The problem: Nothing but the lines from the one containing "Label: street light" through the end of the data should be output, each reproduced exactly.

Data supplied:
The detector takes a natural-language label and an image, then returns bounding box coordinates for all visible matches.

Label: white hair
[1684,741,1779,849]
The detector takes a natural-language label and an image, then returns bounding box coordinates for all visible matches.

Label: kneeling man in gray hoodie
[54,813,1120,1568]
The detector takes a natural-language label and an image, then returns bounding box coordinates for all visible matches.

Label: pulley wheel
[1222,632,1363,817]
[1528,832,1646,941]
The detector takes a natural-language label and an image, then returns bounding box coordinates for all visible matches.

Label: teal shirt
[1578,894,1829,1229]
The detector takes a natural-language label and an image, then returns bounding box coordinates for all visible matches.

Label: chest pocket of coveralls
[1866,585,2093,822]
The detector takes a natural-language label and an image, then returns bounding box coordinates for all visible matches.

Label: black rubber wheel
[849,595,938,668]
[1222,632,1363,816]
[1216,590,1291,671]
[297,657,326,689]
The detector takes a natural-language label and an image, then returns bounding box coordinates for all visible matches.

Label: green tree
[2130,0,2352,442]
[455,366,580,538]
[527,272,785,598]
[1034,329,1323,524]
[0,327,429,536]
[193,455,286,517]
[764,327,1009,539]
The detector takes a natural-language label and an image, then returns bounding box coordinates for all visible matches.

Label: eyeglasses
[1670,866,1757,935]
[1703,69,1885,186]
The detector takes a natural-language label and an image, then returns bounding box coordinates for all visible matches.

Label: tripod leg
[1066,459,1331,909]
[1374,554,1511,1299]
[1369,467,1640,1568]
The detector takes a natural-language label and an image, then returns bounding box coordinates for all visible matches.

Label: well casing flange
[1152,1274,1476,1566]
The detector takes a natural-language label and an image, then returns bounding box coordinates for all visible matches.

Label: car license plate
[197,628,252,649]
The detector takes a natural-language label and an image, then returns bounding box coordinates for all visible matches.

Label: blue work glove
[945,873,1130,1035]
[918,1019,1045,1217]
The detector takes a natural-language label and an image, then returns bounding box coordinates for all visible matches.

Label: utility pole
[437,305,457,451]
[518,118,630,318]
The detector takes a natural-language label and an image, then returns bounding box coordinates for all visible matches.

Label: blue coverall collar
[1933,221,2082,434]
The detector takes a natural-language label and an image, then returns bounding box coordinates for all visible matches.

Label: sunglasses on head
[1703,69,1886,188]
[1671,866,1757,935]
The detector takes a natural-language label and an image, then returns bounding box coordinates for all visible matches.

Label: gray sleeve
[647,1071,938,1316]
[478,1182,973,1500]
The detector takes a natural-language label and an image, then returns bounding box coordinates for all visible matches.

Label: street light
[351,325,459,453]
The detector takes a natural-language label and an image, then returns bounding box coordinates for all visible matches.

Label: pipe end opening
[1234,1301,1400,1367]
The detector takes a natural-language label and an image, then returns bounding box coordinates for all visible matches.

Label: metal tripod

Exercise solution:
Label: street light
[351,325,459,453]
The detector takes a natural-language label and an image, then returns bounding box coordinates for all visible matches.

Label: pipe end opening
[1234,1301,1400,1367]
The detector takes a natural-language label and an image, then returns bounding box coordinates for all visible matches.

Label: metal tripod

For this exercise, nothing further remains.